**Aufgabe**
Beantworten Sie anhand des Lesetexts zum Schwarzen Kanal:
1. Von welcher in der Bundesrepublik ausgestrahlten Reihe wurde die Idee zu dieser Sendeform übernommen?
2. An welchem Wochentag und im Anschluss an welche Sendung begann Der schwarze Kanal?
3. Wie wurde die Sehbeteiligung ermittelt?

===== Lesetext =====

Das Konzept der Sendereihe bestand darin, Ausschnitte aus
westdeutschen Fernsehsendungen zu zeigen und diese anschließend zu
Agitationszwecken im Sinne der DDR-Einheitspartei, SED, auszulegen. Die Art der
Kommentierung und die tendenziöse Auswahl der Bildbeiträge waren von Anfang an
sehr umstritten, da die Zitate aus dem Zusammenhang gelöst, oftmals
sinnverändernd wirkten. Die Idee zu dieser Sendeform wurde von der in der
Bundesrepublik ausgestrahlten Reihe Die rote Optik übernommen, in der
sich Thilo Koch mit der DDR-Fernsehpropaganda auseinandersetzte. Im Schwarzen
Kanal wurden neben den Nachrichtensendungen von ARD und ZDF vor allem
Ausschnitte aus Sendungen mit politischem oder zeitkritischem Hintergrund wie Der
internationale Frühschoppen, Monitor, Report, Panorama, Kontraste, Kennzeichen
D, Aspekte, Auslandsjournal oder Weltspiegel verwendet. Mitunter
griff man aber auch auf Sendungen wie das Gesundheitsmagazin oder Das
aktuelle Sportstudio zurück. Außerdem wurden westliche Presseerzeugnisse
wie z. B. Die Welt, Frankfurter Rundschau, Süddeutsche Zeitung, Der Spiegel,
Das Parlament, TV hören und sehen und Funkuhr ausgewertet.
Die Sendung Der schwarze Kanal begann montags zwischen
21.30 Uhr und 21.50 Uhr im Anschluß an den in Ost und West beliebten
'Montagsfilm' des Deutschen Fernsehfunks. Dieser Zeitpunkt war von den
Verantwortlichen des Fernsehens der DDR bewußt in der Hoffnung gewählt worden,
daß die Zuschauer des 'alten Films' auch gleich noch Karl-Eduard von
Schnitzlers Propagandasendung mitsahen. In den 60er und 70er Jahren hatte die
Sendung aufgrund des beschränkten Programmangebotes der deutschen Fernsehsender
einen relativ hohen Zuschaueranteil. Ab Mitte der 70er und in den 80er Jahren
sank mit der Beendigung des Kalten Krieges auch die Bedeutung des Schwarzen
Kanals. Der Zuschaueranteil betrug bis zum Ende der Sendereihe, 1989, im
Durchschnitt 5 Prozent. Die Sehbeteiligung wurde durch eine wöchentliche
Befragung von 1000 repräsentativen DDR-Haushalten anhand eines Fragebogens
ermittelt. Die Befragten vergaben auch Noten für die Qualität der jeweiligen
Sendung. Die Ergebnisse dieser statistischen Erhebungen wurden bis 1989 nicht
veröffentlicht.

===== Bereitgestelltes Material =====

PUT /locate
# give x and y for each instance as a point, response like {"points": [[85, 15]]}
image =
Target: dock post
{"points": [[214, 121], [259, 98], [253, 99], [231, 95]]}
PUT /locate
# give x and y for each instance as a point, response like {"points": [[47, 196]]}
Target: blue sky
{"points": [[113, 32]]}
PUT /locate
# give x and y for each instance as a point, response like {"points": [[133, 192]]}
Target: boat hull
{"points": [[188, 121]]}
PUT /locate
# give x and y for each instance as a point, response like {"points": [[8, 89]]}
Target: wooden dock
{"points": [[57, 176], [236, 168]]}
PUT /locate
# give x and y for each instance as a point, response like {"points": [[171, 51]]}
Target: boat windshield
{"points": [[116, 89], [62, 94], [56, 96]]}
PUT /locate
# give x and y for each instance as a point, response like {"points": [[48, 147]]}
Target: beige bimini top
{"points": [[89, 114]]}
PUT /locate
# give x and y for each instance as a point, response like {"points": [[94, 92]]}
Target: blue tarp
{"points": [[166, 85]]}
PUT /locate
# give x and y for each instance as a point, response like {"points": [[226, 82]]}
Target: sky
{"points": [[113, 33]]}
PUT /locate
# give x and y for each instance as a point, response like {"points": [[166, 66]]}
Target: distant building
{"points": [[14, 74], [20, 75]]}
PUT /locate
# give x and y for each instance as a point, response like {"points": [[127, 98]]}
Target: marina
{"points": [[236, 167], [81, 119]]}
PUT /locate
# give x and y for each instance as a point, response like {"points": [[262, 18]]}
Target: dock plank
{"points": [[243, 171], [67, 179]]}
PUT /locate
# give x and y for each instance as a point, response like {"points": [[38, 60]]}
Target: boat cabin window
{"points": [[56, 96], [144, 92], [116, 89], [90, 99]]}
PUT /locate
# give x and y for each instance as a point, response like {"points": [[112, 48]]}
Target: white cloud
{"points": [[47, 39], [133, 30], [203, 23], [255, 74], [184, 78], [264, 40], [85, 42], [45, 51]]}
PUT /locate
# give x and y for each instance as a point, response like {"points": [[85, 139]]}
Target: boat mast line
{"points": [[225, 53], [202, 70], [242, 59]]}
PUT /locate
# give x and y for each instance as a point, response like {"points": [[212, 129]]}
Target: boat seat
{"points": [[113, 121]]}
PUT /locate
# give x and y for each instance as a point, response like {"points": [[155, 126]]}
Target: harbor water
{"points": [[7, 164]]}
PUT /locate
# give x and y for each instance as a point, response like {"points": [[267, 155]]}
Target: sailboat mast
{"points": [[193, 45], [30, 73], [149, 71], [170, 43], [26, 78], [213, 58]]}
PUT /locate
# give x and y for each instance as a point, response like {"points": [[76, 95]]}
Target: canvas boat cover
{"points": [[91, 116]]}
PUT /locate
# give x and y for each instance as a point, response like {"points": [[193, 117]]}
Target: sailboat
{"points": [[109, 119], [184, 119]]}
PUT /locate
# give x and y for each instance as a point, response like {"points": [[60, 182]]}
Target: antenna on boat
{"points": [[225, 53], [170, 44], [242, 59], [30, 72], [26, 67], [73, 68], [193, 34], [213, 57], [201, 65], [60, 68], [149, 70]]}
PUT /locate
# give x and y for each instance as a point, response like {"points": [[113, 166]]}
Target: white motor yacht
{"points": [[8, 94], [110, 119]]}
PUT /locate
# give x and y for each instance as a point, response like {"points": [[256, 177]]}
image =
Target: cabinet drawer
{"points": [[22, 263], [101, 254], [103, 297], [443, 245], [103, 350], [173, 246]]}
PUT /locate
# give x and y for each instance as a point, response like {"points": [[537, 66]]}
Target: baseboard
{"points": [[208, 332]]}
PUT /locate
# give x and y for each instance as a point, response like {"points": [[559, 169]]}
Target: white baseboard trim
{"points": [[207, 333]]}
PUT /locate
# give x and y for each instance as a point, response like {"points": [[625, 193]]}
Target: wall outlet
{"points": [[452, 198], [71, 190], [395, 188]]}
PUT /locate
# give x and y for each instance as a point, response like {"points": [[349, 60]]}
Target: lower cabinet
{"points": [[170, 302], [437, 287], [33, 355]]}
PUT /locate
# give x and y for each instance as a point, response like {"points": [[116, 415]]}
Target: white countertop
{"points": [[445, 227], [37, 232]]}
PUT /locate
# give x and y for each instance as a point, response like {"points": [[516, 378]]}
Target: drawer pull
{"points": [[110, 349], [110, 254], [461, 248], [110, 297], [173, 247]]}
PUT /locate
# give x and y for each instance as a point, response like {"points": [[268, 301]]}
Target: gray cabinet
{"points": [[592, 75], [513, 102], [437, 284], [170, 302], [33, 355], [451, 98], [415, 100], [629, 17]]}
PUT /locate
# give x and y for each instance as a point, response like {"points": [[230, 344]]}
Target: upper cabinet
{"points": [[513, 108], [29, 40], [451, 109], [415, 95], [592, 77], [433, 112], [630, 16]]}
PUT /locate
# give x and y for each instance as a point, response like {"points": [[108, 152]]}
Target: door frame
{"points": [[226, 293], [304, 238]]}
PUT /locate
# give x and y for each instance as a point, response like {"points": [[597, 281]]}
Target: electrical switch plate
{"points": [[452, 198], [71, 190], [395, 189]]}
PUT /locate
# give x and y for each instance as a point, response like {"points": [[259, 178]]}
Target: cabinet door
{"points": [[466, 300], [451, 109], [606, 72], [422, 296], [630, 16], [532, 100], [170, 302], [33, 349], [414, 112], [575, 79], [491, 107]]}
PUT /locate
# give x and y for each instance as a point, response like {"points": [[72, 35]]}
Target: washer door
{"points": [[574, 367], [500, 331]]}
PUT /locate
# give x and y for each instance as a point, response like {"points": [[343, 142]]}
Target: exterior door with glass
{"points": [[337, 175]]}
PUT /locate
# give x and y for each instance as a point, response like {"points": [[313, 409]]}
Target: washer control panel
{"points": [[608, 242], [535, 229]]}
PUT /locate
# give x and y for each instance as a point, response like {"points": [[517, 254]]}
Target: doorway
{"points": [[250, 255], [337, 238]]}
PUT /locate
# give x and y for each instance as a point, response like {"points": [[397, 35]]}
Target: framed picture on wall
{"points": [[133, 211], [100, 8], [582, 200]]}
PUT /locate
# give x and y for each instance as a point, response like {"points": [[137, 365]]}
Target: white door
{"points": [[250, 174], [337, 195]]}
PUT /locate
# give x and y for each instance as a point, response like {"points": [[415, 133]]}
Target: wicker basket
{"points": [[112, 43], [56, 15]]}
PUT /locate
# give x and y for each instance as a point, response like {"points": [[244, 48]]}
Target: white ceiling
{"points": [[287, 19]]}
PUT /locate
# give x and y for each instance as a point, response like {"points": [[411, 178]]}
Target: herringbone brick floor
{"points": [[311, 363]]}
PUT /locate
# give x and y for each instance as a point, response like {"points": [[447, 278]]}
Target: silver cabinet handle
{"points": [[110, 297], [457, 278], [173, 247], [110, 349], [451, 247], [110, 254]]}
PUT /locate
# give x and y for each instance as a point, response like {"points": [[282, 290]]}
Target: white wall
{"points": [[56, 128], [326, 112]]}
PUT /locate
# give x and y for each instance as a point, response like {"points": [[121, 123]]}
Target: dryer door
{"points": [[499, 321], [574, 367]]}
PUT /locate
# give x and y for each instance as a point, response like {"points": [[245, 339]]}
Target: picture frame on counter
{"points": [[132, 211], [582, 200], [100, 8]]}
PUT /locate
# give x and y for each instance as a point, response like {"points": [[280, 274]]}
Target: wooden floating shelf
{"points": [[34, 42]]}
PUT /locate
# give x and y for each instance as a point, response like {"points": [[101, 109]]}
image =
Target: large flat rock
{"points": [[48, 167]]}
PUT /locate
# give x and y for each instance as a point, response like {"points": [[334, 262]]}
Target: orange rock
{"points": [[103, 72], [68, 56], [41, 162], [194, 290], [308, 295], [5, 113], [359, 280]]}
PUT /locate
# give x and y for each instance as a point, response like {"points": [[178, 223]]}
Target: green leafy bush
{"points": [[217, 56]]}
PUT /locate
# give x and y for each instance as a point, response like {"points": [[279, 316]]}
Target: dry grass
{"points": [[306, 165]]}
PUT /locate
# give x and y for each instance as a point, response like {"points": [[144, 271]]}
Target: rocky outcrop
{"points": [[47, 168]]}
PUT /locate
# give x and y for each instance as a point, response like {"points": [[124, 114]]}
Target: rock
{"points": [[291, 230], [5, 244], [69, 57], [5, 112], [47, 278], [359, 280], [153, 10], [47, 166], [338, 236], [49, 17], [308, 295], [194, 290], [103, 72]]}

=====

**Vollständige Antwort**
1. Von der Reihe Die rote Optik, in der sich Thilo Koch mit der DDR-Fernsehpropaganda auseinandersetzte.
2. Montags, im Anschluss an den 'Montagsfilm' des Deutschen Fernsehfunks.
3. Durch eine wöchentliche Befragung von 1000 repräsentativen DDR-Haushalten anhand eines Fragebogens.